• **STATED EXERCISE**
Report every line of the material below that contains the word "tree", treating uppercase and lowercase letters as distinct.

[Image point annotation entries]
# # # # #

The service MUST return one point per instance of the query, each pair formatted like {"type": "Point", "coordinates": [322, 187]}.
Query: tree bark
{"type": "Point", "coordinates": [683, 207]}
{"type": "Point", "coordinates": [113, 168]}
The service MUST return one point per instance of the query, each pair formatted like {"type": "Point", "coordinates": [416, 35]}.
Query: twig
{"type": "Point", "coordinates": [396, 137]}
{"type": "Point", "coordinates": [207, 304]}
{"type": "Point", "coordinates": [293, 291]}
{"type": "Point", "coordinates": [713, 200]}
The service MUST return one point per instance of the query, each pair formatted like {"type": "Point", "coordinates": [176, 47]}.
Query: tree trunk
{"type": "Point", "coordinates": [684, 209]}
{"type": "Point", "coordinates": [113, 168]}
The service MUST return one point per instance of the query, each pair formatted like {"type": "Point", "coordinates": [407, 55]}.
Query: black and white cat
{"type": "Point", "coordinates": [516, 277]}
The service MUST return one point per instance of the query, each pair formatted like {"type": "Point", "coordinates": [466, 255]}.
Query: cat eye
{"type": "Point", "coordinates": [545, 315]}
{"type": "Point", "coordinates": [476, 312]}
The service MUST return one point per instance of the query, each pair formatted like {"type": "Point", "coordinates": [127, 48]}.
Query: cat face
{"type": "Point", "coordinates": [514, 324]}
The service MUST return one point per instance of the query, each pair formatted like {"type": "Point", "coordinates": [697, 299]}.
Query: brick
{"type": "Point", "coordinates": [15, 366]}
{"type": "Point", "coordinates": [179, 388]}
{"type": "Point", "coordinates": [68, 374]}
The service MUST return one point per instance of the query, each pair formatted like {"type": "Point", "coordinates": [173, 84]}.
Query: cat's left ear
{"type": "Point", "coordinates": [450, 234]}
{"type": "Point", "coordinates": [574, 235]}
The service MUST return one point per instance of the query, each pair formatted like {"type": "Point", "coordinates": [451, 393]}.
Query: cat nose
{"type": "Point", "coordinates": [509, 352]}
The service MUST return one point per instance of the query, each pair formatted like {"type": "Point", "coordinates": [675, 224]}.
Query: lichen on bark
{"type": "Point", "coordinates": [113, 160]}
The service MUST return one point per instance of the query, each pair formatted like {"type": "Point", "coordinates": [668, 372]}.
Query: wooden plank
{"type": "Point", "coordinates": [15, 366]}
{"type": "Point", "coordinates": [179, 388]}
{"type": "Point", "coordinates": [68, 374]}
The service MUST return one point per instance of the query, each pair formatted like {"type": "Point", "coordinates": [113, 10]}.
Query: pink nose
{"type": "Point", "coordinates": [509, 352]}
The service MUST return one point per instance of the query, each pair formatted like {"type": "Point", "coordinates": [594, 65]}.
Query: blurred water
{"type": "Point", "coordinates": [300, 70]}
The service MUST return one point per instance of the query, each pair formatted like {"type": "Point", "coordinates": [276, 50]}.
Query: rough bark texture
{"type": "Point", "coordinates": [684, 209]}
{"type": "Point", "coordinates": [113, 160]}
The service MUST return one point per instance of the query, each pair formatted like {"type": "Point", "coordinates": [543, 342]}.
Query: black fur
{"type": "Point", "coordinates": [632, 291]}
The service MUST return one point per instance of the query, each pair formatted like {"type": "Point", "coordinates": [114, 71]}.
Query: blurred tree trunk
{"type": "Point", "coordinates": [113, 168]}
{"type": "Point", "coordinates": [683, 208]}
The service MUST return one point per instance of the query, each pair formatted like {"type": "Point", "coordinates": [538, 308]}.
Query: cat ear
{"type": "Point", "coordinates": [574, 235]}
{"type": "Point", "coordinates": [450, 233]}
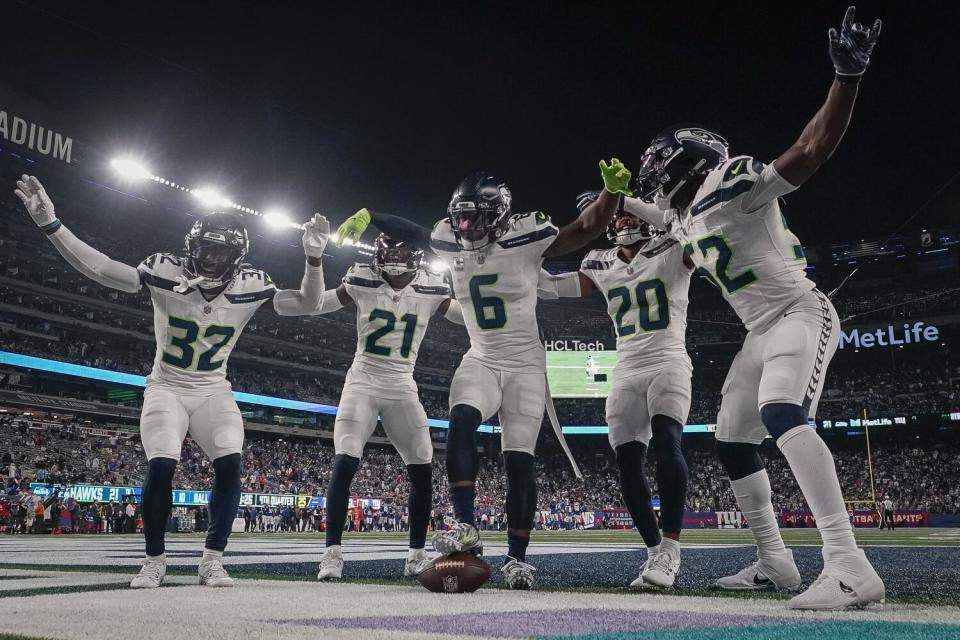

# # # # #

• **RESPONSE TO THE EXERCISE**
Query: tree bark
Query: tree trunk
Query: blurred tree trunk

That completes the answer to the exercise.